* Goal *
In the records below, replace every "classifier" with "segmentation model" and copy everything else unchanged.
>> START
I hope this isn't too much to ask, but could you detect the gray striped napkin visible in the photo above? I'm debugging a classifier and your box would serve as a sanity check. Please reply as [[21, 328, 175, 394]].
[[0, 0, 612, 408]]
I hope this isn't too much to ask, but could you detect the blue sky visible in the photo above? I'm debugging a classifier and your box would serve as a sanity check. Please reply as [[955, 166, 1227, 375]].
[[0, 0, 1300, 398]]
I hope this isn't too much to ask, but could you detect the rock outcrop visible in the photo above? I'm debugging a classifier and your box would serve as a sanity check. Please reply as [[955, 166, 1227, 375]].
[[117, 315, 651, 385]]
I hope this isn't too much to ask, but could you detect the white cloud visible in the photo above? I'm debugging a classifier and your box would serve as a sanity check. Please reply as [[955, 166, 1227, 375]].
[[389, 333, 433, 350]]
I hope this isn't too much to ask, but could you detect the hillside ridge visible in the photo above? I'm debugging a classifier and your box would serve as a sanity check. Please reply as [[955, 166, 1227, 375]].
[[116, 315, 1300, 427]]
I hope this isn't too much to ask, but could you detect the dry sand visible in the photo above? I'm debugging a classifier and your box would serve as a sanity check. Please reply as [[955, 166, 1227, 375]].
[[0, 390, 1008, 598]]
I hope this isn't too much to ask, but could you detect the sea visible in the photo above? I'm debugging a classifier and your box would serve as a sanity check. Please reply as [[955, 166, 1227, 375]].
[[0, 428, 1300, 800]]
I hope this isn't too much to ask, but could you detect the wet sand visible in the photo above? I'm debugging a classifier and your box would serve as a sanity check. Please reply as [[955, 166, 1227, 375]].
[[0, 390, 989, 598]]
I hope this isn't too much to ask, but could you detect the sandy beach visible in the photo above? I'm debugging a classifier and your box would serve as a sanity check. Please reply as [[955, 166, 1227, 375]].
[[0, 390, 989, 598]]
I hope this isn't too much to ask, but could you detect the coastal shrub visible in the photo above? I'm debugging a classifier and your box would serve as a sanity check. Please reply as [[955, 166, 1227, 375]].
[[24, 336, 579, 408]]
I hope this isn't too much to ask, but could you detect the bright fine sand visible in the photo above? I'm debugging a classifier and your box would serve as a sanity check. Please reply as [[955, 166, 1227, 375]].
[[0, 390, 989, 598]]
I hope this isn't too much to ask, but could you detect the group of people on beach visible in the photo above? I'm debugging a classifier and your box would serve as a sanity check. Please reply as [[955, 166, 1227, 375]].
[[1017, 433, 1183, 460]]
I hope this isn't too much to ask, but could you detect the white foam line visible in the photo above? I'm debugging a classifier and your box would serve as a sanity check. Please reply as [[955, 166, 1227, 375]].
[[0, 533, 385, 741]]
>> END
* Finished task *
I hope this isn't too much to ask, but could you detect the gray striped napkin visible in the photo above? I'm debugging a segmentation model and your box would serve as a sanity check. Please reply as [[21, 328, 175, 394]].
[[0, 0, 612, 408]]
I hope this isn't too much to ask, but could you detect the blue sky visible in the photo above? I'm debugging a segmentation model and your box would serve as a sanity check. Please reply as [[955, 166, 1227, 375]].
[[0, 0, 1300, 398]]
I hope this isn't too much to ask, but could you detect the rock outcrop visible in the photo above? I'm debugging a segmentation model and your box would serve as a sanity check. Please reply as [[955, 166, 1227, 375]].
[[117, 315, 651, 385]]
I hope this isn't too much to ask, but could you detect the white cloud visible in the photo above? I'm debugging a segmentation model and your box would serve as a sanity check. Please reply as [[955, 166, 1227, 375]].
[[389, 333, 433, 350]]
I hope this isn't too much to ask, but could you detect the hillside ridge visible in the photo above? I'm debugging a segmentation model and your box would serve as a sanity check. Please reply as [[955, 166, 1227, 375]].
[[116, 315, 1300, 427]]
I hope this isn't too much to ask, but could you detect the dry sand visible in the photo above? I'm debugging a segmentation model and your box would serve as a sanity check. Please reply as [[955, 166, 1227, 375]].
[[0, 390, 1008, 598]]
I hope this isn't too much to ask, but could you detect the sea visible in the photo above? I'm debugging a segmentation model and your box would serve as a sanity check. Please reply as [[955, 166, 1227, 375]].
[[0, 428, 1300, 800]]
I hope this isn't too much to ask, but could you detect the wet sand visible in the photo above? I'm debugging a segmentation model and your box would serve as a sanity check. Please reply as [[955, 166, 1227, 375]].
[[0, 390, 989, 598]]
I hope this isn't too much to ask, but could you detect the sandy beach visible in the photo above? I'm debugging a segmentation model and your box would serve as a sanity check. Please reply as [[955, 166, 1227, 375]].
[[0, 390, 989, 598]]
I hope this isn't too much to ask, but could you detect the coastal shrub visible in the photo above? I'm debugging a segmentation model and your box would serve as a sanity check. Please reply as [[955, 166, 1227, 375]].
[[24, 336, 579, 408]]
I hope this isn't too much to ask, but could you detect the bright fine sand visible in the photo above? I'm debugging a segmentation model and your box would serve as a sanity check. Please reply as [[955, 166, 1227, 375]].
[[0, 390, 989, 598]]
I hope this isn't too much to ask, but could you detect the group of people on beach visible in the photo above? I'm debugging a segmentation model and your box would serve as a sanity check. Please reply as [[955, 166, 1227, 375]].
[[1017, 433, 1183, 460]]
I hope this isn't too much to ask, but could you detect the white foam line visible in the photo above? I'm debugging a segmentation model and your box would serve as a sanity check. Please reply as [[955, 166, 1227, 375]].
[[0, 533, 385, 741]]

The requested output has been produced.